--- Arbeitsaufträge ---
**a.** Kopiere aus dem Text über Ian Lightfoot die Stelle von „Ian Lightfoot ist“ bis einschließlich „und herumstreunenden Einhörnern...“.
**b.** Prüfe, ob die folgenden Aussagen mit dem Text über Ian Lightfoot übereinstimmen: (i) Ian hat in der Schule viele Freunde. (ii) Der neue Freund von Ians Mutter ist Polizist. (iii) Ians Vater starb nach Ians Geburt. Antworte jeweils mit Ja oder Nein und zitiere wörtlich die Textstelle, die den Ausschlag gibt.
**c.** Führe den Text über Ian Lightfoot nach seinem letzten Satz weiter.

--- Ausgewählter Textabschnitt ---
○ ○ ○ ○

Ganz im Gegenteil. Was für ein Trip.
I'm just a Teenage Dirtbag...
Ian Lightfoot ist ein Teenager und Einzelgänger, er hat eigentlich keine Freunde in der Schule und auch sonst wenig bemerkenswertes an sich. Er führt mit seinem chaotischen älteren Bruder Barley und seiner Mutter in der Stadt New Mushroomton ein ziemlich unspektakuläres Leben. Sein Vater starb, bevor er geboren wurde. Darunter leidet er und verliert sich desöfteren in Fantasien, wo er mit ihm zusammentrifft. Zudem ist da noch der neue Freund seiner Mutter, der Polizist Colt Bronco.
Klingt alles nach einer normalen, wenn auch nicht ganz so interessanten Familien-Geschichte, wenn da nicht die Tatsache wäre, dass die Lightfoots Elfen sind und New Mushroomton eine Stadt voller Fabelwesen wie Zwerge, Riesen, Orks, Haustier-Drachen und herumstreunenden Einhörnern...

○ ○ ○ ○

--- Inhalt des Datensatzes ---
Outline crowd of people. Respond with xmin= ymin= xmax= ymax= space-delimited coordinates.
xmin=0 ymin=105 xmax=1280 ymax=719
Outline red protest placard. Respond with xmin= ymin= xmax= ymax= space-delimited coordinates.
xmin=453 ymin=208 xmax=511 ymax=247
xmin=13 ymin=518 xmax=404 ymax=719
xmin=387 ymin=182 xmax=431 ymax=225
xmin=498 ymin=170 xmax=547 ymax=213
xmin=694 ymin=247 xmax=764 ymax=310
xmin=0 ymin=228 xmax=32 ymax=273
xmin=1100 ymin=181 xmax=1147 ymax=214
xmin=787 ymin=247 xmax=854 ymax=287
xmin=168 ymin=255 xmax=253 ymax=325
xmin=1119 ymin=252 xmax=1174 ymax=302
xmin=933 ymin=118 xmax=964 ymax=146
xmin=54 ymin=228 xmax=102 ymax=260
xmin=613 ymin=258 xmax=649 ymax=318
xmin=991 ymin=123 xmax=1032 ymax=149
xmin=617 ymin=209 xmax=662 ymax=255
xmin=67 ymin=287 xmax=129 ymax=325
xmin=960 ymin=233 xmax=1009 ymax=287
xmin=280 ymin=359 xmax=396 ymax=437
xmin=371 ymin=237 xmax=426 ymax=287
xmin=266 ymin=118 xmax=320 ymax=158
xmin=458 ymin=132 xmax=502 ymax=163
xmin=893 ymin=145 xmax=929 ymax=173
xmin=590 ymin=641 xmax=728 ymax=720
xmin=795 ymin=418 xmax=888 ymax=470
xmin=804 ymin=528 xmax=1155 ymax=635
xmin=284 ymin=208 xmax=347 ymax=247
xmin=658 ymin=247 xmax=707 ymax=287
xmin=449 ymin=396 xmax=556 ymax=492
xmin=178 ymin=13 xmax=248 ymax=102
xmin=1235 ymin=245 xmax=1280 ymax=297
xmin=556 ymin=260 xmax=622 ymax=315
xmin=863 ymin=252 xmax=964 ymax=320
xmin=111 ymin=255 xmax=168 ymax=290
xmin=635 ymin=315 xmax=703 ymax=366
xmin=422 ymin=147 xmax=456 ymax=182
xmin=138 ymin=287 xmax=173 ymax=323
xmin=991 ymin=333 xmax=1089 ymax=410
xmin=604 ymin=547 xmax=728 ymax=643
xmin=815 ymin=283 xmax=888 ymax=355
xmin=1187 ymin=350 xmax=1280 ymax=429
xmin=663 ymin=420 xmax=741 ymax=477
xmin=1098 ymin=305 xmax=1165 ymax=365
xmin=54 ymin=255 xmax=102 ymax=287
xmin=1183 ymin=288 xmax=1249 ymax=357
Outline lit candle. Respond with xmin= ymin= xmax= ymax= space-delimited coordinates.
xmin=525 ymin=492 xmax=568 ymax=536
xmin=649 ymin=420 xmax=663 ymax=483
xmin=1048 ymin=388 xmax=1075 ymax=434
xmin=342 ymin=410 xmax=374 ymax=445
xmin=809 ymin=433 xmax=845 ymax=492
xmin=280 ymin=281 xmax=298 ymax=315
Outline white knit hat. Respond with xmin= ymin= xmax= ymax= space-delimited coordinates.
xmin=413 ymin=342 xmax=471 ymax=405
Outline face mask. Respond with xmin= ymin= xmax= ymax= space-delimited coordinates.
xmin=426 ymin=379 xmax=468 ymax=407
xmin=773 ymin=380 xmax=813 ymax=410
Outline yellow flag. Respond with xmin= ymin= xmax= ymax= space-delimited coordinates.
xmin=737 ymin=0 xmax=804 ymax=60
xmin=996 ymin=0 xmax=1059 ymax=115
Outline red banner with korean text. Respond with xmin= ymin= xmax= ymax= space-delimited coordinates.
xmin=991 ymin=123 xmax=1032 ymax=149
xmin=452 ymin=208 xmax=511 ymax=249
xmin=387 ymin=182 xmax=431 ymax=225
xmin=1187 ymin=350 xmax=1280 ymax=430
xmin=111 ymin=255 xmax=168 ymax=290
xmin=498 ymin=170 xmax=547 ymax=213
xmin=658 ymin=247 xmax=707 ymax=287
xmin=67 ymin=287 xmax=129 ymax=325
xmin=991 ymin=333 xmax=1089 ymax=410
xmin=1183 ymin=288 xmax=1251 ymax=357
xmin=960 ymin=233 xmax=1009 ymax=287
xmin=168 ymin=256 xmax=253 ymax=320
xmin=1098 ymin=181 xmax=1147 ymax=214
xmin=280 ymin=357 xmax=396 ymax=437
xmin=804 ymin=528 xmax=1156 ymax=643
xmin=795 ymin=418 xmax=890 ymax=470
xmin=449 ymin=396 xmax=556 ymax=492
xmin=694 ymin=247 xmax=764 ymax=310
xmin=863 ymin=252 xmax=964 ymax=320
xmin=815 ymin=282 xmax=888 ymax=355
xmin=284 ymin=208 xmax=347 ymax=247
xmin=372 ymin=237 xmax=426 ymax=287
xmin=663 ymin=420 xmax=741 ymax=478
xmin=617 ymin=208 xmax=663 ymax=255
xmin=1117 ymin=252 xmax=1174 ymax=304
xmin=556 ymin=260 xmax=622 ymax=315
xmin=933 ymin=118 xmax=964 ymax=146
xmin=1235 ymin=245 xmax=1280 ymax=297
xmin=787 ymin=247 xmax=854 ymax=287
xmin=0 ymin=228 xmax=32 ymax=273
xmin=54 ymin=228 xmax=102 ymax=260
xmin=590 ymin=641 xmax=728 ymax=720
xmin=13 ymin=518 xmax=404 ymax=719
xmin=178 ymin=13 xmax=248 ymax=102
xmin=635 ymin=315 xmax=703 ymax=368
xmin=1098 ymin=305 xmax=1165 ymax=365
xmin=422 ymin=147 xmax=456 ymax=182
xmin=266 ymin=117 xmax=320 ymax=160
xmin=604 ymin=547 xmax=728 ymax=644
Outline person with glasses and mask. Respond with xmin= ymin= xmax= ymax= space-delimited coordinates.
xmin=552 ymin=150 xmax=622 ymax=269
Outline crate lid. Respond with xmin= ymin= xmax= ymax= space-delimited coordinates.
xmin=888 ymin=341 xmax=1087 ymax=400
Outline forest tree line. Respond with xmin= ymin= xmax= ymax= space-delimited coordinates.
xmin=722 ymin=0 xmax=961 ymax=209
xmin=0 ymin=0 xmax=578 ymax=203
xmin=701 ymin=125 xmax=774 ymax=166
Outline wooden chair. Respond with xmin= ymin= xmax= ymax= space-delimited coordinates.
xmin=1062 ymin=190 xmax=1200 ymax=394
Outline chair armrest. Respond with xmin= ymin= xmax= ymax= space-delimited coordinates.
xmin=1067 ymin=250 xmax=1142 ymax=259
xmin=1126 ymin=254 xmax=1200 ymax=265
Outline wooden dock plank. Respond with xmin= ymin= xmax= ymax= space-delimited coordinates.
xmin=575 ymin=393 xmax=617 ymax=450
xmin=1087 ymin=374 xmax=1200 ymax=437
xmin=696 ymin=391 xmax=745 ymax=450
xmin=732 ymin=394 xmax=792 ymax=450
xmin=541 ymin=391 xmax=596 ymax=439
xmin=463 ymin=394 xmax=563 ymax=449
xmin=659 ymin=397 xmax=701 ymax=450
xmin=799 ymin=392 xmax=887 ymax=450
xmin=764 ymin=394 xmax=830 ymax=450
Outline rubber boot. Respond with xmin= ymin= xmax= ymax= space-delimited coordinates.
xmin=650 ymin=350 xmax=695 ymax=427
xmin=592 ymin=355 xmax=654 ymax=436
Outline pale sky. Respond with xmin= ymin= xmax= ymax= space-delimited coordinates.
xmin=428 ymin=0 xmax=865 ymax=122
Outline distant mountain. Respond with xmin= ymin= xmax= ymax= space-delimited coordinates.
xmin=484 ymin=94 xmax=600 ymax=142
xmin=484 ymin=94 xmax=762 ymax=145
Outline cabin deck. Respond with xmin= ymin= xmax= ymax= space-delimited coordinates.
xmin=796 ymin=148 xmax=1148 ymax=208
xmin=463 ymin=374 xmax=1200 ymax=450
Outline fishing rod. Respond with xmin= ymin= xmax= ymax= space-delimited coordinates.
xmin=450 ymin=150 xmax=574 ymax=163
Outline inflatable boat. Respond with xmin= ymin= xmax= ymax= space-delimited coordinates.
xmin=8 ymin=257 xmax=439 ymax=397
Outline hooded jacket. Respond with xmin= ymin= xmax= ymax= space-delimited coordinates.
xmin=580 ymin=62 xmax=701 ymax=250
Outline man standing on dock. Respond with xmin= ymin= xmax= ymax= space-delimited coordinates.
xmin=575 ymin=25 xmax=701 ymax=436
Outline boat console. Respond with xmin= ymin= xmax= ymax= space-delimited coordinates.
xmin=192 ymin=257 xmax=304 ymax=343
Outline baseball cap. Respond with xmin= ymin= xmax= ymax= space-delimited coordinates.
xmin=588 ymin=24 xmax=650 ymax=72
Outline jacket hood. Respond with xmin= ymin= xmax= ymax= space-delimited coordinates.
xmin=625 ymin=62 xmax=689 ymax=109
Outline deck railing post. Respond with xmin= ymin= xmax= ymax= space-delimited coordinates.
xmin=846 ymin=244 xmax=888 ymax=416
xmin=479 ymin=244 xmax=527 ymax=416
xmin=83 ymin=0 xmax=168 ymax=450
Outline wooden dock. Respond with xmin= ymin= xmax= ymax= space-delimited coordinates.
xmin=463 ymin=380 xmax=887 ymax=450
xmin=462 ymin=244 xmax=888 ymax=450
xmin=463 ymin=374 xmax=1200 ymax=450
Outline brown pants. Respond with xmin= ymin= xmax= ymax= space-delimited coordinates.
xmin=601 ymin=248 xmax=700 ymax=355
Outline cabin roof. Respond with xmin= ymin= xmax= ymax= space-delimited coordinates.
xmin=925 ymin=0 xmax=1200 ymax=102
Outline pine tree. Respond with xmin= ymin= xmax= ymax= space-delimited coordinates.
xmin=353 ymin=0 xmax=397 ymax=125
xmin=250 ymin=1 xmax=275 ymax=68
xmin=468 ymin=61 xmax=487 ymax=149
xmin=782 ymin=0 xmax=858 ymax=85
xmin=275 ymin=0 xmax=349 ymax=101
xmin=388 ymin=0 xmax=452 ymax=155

○ ○ ○ ○

--- Ergebnisse in Reihenfolge ---
**a.**
Ian Lightfoot ist ein Teenager und Einzelgänger, er hat eigentlich keine Freunde in der Schule und auch sonst wenig bemerkenswertes an sich. Er führt mit seinem chaotischen älteren Bruder Barley und seiner Mutter in der Stadt New Mushroomton ein ziemlich unspektakuläres Leben. Sein Vater starb, bevor er geboren wurde. Darunter leidet er und verliert sich desöfteren in Fantasien, wo er mit ihm zusammentrifft. Zudem ist da noch der neue Freund seiner Mutter, der Polizist Colt Bronco.
Klingt alles nach einer normalen, wenn auch nicht ganz so interessanten Familien-Geschichte, wenn da nicht die Tatsache wäre, dass die Lightfoots Elfen sind und New Mushroomton eine Stadt voller Fabelwesen wie Zwerge, Riesen, Orks, Haustier-Drachen und herumstreunenden Einhörnern...

**b.**
(i) Nein: „er hat eigentlich keine Freunde in der Schule“
(ii) Ja: „der neue Freund seiner Mutter, der Polizist Colt Bronco“
(iii) Nein: „Sein Vater starb, bevor er geboren wurde.“

**c.**
In dieser Welt haben die magischen Wesen ihre Zauberkünste vergessen oder abgelegt, da sie mit Technologie das gleiche Ergebnis mit viel weniger Aufwand erreichen konnten.
Ians Vater hatte aber anscheinend noch magische Fähigkeiten. Er hat seinen Söhnen einen Zauberstab und -Spruch hinterlassen. Als Ian 16 wird, bekommen beide den Stab überreicht. Damit können sie ihn für einen Tag wieder ins Reich der Lebenden holen. Angeblich...
Barley ist der absolute Nerd, was Magie angeht, schließlich hat er sein ganzes Leben mit der Erforschung der magischen Vergangenheit dieser Welt verbracht – in Form von Karten- und Brettspielen. Also setzt er sich daran, den Zauber umzusetzen, aber es ist dann tatsächlich Ian, der seinen Vater heraufbeschwören kann. Doch der magische Kristall, der dies möglich macht, wird während des Rituals zerstört und der Vater ist nur bis zur Hüfte im Dieseits angekommen...
Barley weiß, was zu tun ist! Sie müssen eine Quest schaffen, die zu einem weiteren Kristall führt, mit dem sie den ganzen Vater herbeibringen können. Doch die Zeit läuft...
It's a Kind of Magic
Man kann eigentlich nur erstaunt sein, wie viel man mit einem Film richtig machen kann. Pixar hat dieses gewisse Etwas, das anderen Studios abgeht und das sie in fast alle ihre Filme übertragen können. Herz, Spannung, Komik, Action – die richtige Mischung der Charaktere, gepaart mit den technisch höchsten Ansprüchen.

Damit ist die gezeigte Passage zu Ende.